## [Extract to read]
▼

India’s state banks are beginning to resemble the walking dead. Of 21 government-controlled lenders, eleven face growth restrictions and the same amount will soon be without a boss. Some chief executives have been arrested, while others face corruption investigations. New Delhi may be letting these entities run deep into the ground as part of tacit plan to privatise by stealth. The real thing would be less embarrassing and more efficient.

State lenders account for about 70 percent of total bank assets, in a system choked by $150 billion of bad loans. There are a handful of large names, led by the $35 billion State Bank of India, that trade at book value and can still raise capital from the market. Beneath those are smaller banks with crippling bad loans and returns so ghastly that the Reserve Bank of India has imposed strict curbs. To make matters worse, many of the deeply troubled banks are also headless. Three lenders have been without chief executives since the end of December, including Dena Bank which has gross dud loans amounting to 22 percent of its total and is no longer allowed to offer customers new advances or hire staff.

Other institutions have lame duck bosses. Bank of Maharashtra Chief Executive Ravindra Marathe was arrested last week, accused of misusing his authority to make improper loans to a property developer. Last month, Allahabad Bank stripped Usha Ananthasubramanian of her responsibilities as chief after she was named in a probe at her previous employer, Punjab National Bank, which revealed a nearly $2 billion fraud in February. In total, eleven state banks will soon be without CEOs, author and consulting editor at Mint newspaper Tamal Bandyopadhyay reckons.

▲

## [Complete the following]
[1] Retype the passage on India's state banks in full, word for word.
[2] Relabel the records in the stretch from the line containing "task | place a marker on each instance of the overcast" through the end of the records, changing "overcast sky" to "cloudy sky" and leaving everything else the same. Give only those lines.
The text and the records come from unrelated sources.

## [Given records]
▼

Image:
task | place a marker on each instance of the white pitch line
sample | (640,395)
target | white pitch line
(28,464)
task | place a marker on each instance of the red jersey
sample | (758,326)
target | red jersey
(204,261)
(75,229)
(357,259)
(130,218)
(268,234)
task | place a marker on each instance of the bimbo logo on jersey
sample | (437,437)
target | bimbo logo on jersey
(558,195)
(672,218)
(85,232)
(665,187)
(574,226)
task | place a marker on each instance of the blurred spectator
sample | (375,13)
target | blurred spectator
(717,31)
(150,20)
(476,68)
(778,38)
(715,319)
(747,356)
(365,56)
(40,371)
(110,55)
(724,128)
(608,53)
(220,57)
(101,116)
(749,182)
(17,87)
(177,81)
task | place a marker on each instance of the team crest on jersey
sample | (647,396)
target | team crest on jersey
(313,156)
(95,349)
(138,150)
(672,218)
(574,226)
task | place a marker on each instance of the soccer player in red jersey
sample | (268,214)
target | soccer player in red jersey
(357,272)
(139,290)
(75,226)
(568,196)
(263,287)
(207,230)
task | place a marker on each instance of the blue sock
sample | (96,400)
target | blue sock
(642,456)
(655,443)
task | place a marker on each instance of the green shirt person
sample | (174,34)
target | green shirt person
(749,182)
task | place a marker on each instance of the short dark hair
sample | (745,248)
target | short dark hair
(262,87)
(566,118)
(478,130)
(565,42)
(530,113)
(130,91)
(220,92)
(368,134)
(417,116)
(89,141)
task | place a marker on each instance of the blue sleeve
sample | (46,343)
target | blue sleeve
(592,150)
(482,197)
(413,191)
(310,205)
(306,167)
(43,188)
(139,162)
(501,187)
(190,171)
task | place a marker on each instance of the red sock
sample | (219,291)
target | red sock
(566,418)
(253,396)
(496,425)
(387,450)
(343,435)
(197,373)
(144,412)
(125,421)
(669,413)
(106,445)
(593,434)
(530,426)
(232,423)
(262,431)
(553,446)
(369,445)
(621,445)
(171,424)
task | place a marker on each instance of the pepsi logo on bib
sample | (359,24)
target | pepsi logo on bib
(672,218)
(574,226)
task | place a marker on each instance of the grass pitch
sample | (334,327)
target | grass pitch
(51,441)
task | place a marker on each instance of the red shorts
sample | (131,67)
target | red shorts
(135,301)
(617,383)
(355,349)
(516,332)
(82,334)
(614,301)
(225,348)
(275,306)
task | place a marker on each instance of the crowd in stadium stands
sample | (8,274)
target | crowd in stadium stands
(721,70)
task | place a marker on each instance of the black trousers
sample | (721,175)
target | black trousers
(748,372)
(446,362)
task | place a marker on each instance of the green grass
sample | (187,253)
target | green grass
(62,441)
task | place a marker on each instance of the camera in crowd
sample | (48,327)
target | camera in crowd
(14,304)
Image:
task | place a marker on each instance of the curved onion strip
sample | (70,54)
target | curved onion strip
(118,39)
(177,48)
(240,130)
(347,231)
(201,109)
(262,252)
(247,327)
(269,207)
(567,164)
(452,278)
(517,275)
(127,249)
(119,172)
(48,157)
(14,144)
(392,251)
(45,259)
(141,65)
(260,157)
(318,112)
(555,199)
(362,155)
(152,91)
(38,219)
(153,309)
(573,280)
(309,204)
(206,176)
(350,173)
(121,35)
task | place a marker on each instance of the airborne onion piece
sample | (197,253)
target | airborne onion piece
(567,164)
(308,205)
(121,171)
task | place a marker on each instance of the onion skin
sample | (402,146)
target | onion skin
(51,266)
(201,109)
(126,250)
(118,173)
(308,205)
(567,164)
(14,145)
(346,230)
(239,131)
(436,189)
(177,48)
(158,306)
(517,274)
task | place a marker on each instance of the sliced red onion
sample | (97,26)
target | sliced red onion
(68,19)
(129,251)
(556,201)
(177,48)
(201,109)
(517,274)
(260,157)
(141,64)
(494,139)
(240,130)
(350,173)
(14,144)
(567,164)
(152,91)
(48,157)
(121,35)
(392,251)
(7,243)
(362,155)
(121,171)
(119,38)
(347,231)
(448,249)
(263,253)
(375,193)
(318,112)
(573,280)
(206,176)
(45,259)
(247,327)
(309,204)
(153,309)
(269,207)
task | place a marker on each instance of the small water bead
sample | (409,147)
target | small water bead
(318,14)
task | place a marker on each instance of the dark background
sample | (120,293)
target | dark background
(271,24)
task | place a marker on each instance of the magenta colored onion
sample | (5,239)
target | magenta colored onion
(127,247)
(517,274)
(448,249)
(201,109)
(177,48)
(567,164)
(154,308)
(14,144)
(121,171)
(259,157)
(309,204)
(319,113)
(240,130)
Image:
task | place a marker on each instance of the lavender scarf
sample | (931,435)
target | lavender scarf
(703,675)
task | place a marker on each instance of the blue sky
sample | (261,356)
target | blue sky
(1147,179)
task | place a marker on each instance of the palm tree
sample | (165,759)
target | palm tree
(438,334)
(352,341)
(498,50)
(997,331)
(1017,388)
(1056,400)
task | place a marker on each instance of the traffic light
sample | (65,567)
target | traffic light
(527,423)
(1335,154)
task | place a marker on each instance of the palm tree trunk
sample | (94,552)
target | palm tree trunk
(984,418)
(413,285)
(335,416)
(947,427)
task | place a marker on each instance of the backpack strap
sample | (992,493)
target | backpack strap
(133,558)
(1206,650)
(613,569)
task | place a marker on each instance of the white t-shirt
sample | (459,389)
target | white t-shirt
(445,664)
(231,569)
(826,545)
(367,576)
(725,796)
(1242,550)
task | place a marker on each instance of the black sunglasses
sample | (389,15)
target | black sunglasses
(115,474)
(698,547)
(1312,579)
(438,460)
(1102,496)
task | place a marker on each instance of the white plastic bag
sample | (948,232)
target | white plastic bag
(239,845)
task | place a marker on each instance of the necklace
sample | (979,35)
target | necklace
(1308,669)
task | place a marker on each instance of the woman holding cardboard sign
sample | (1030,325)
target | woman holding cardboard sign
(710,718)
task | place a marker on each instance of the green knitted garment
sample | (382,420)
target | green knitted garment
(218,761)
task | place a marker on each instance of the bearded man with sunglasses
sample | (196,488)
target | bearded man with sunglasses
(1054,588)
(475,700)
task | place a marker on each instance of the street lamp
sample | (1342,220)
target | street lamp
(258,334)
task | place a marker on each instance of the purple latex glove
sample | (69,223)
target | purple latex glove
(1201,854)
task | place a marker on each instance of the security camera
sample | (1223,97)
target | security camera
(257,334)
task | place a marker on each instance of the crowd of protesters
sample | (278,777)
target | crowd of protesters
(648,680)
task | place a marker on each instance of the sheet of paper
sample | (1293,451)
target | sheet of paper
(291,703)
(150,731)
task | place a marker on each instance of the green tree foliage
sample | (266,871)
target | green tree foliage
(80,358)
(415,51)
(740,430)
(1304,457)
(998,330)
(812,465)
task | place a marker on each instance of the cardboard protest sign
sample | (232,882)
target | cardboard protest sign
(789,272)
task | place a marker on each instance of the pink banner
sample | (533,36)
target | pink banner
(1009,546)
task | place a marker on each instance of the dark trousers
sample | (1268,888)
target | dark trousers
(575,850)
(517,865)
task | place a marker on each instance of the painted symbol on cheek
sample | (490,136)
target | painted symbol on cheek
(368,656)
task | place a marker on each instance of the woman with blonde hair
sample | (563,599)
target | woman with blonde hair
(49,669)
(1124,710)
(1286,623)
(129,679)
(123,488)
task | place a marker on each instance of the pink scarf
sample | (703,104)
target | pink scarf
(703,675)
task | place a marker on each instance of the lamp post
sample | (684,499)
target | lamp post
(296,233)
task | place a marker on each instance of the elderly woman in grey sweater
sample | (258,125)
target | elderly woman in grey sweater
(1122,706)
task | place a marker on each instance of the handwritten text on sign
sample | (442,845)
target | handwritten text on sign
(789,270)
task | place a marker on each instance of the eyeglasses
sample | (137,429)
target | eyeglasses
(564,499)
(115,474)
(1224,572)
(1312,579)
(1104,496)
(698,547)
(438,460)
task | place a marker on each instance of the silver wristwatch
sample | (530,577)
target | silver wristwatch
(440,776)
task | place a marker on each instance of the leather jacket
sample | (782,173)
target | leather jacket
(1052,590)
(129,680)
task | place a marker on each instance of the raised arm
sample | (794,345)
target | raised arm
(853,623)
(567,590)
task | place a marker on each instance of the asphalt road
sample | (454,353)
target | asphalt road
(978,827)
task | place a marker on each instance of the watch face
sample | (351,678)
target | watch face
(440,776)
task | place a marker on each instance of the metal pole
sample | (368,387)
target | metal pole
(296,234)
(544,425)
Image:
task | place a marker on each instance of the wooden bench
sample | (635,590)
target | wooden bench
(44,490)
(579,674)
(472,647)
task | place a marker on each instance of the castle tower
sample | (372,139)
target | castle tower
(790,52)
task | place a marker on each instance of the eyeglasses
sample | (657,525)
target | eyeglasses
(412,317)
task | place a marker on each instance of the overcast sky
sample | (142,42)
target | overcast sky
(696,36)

▲

## [Solutions per task]
[1]
India’s state banks are beginning to resemble the walking dead. Of 21 government-controlled lenders, eleven face growth restrictions and the same amount will soon be without a boss. Some chief executives have been arrested, while others face corruption investigations. New Delhi may be letting these entities run deep into the ground as part of tacit plan to privatise by stealth. The real thing would be less embarrassing and more efficient.

State lenders account for about 70 percent of total bank assets, in a system choked by $150 billion of bad loans. There are a handful of large names, led by the $35 billion State Bank of India, that trade at book value and can still raise capital from the market. Beneath those are smaller banks with crippling bad loans and returns so ghastly that the Reserve Bank of India has imposed strict curbs. To make matters worse, many of the deeply troubled banks are also headless. Three lenders have been without chief executives since the end of December, including Dena Bank which has gross dud loans amounting to 22 percent of its total and is no longer allowed to offer customers new advances or hire staff.

Other institutions have lame duck bosses. Bank of Maharashtra Chief Executive Ravindra Marathe was arrested last week, accused of misusing his authority to make improper loans to a property developer. Last month, Allahabad Bank stripped Usha Ananthasubramanian of her responsibilities as chief after she was named in a probe at her previous employer, Punjab National Bank, which revealed a nearly $2 billion fraud in February. In total, eleven state banks will soon be without CEOs, author and consulting editor at Mint newspaper Tamal Bandyopadhyay reckons.

[2]
task | place a marker on each instance of the cloudy sky
sample | (142,42)
target | cloudy sky
(696,36)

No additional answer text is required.